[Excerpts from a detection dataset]
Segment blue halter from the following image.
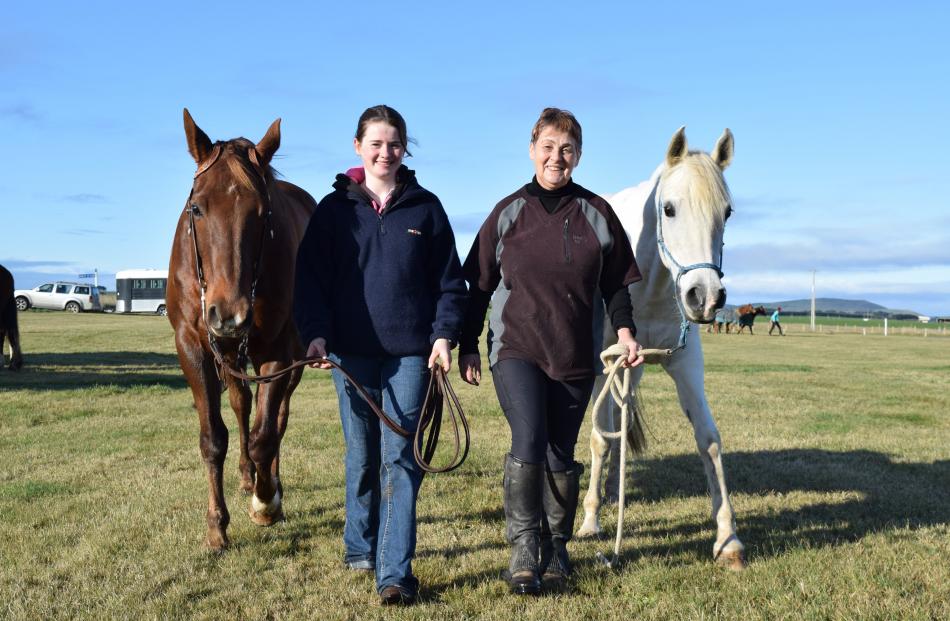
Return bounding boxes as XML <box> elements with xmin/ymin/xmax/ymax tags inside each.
<box><xmin>653</xmin><ymin>181</ymin><xmax>725</xmax><ymax>351</ymax></box>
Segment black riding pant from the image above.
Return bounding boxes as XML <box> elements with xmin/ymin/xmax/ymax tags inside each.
<box><xmin>491</xmin><ymin>358</ymin><xmax>594</xmax><ymax>472</ymax></box>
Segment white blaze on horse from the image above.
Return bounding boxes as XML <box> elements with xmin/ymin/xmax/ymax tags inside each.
<box><xmin>577</xmin><ymin>128</ymin><xmax>745</xmax><ymax>569</ymax></box>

● Request: Switch each "Segment" to "Detect" across all the rows above and write them out again with everything else unchanged. Leave the pictures out.

● Response below:
Detect blue halter from the following image.
Return bounding boxes as XML <box> elements with xmin/ymin/xmax/ymax tags inside each.
<box><xmin>653</xmin><ymin>181</ymin><xmax>725</xmax><ymax>351</ymax></box>
Detect black riding pant from the image above.
Return bounding boxes as XML <box> elements with xmin/ymin/xmax/ymax tags inside each.
<box><xmin>491</xmin><ymin>358</ymin><xmax>594</xmax><ymax>472</ymax></box>
Detect white blaze on horse from the image above.
Return bounding boxes as XML <box> elements with xmin/ymin/xmax/ymax tags inside each.
<box><xmin>577</xmin><ymin>128</ymin><xmax>745</xmax><ymax>569</ymax></box>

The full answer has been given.